* **Document section**:
Throughout the week: drink plenty of water, and enjoy unsweetened coffee or tea. Keep an eye on portion sizes even of the healthy foods, and try eating your vegetables and protein before the carb portion of each meal — that simple order blunts the blood sugar rise.

Why portion size matters as much as the food
It’s tempting to think that as long as the foods are healthy, quantity doesn’t matter — but for prediabetes, weight loss is a major driver of reversal, and it only happens if you’re eating slightly less than you burn. In the landmark Diabetes Prevention Program, the people who lost about 7% of their weight while eating and exercising this way slashed their diabetes risk dramatically.1 So keep portions of the calorie-dense healthy foods — nuts, oil, whole grains — in check. This plan is designed to be filling and moderate in calories, but if weight loss stalls, trimming portions slightly is the lever to pull.
Suggested read: DASH Diet Meal Plan: A Simple 7-Day Starter
Your prediabetes grocery list
Shopping is easier with a template. A typical week’s cart:
- Produce: spinach, broccoli, peppers, tomatoes, asparagus, carrots, berries, apples, pears, avocado
- Protein: chicken breast, salmon, sardines, eggs, tofu, Greek yogurt
- Grains & legumes: oats, brown rice, quinoa, barley, whole-grain bread and pasta, lentils, chickpeas, black beans
- Pantry: extra-virgin olive oil, unsalted nuts and seeds, chia seeds, no-salt canned beans and tomatoes, herbs, coffee and tea
Just as telling is what’s not on it: soda, juice, white bread, pastries, chips, and candy. If it’s not in the house, you won’t reach for it at 9 p.m.
Adjusting the plan for you
The menu above sits at a moderate calorie level, but scale it to fit you. If weight loss is a priority — and for prediabetes it usually should be — lean harder on the vegetables and protein and go easy on the calorie-dense extras like nuts, oil, and bread; if you’re already lean and just steadying blood sugar, you can add a bit more whole grains and healthy fat. The ratios stay the same; only the amounts change.

* **Data to examine**:
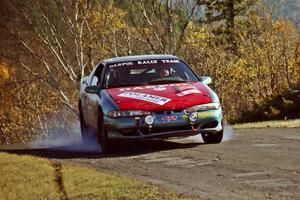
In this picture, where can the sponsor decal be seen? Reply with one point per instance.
(186, 92)
(121, 64)
(159, 88)
(143, 62)
(205, 114)
(154, 87)
(169, 118)
(170, 61)
(146, 97)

* **What to work on**:
A) Write out the part of the prediabetes meal-plan text that begins with the words "Adjusting the plan" and ends after the words "the amounts change.".
B) Extend the prediabetes meal-plan text, picking up after its last sentence.

* **Task answers**:
A)
Adjusting the plan for you
The menu above sits at a moderate calorie level, but scale it to fit you. If weight loss is a priority — and for prediabetes it usually should be — lean harder on the vegetables and protein and go easy on the calorie-dense extras like nuts, oil, and bread; if you’re already lean and just steadying blood sugar, you can add a bit more whole grains and healthy fat. The ratios stay the same; only the amounts change.

B)
A few easy swaps keep the week interesting:
- Breakfast: rotate oats, Greek yogurt with berries, veggie omelets, and eggs on whole-grain toast.
- Protein: trade chicken, fish, tofu, beans, and eggs so meals don’t get repetitive.
- Snacks: nuts, vegetables with hummus, plain yogurt, or a piece of whole fruit cover nearly every craving without spiking blood sugar.
The one rule that matters more than any single meal: keep the overall pattern — lots of vegetables and fiber, protein at each meal, minimal sugar and refined carbs — and don’t stress the occasional off-plan meal.
Tips to make it stick
- Batch-prep the basics. Cook a pot of quinoa or brown rice, roast a tray of vegetables, and grill some protein at the start of the week.
- Build in movement. Diet does most of the work, but exercise multiplies the benefit — see the best exercise for weight loss.
- Don’t chase perfection. One off-plan meal won’t undo your progress; the weekly pattern is what counts.
This plan sits comfortably alongside the closely related DASH and Mediterranean diets if you want more variety, and it pairs with the full strategy in our prediabetes diet guide. A plan tailored to your tastes and calorie needs makes it far easier to keep up — which is exactly what the personalized plan below offers.
Suggested read: The Prediabetes Diet: What to Eat to Reverse It
The bottom line
A prediabetes meal plan doesn’t need to be complicated — it’s just a week of whole-food meals built on vegetables, whole grains, legumes, lean protein, and healthy fats, with the sugar and refined carbs left out. Use the 7-day template above as your starting point, keep portions moderate so you’re steadily losing a little weight, drink water and unsweetened coffee, and prep a few basics ahead so the healthy choice is the easy one. Follow the pattern consistently and you’re doing the single most effective thing you can for prediabetes — steadying your blood sugar while shedding the weight that reverses it.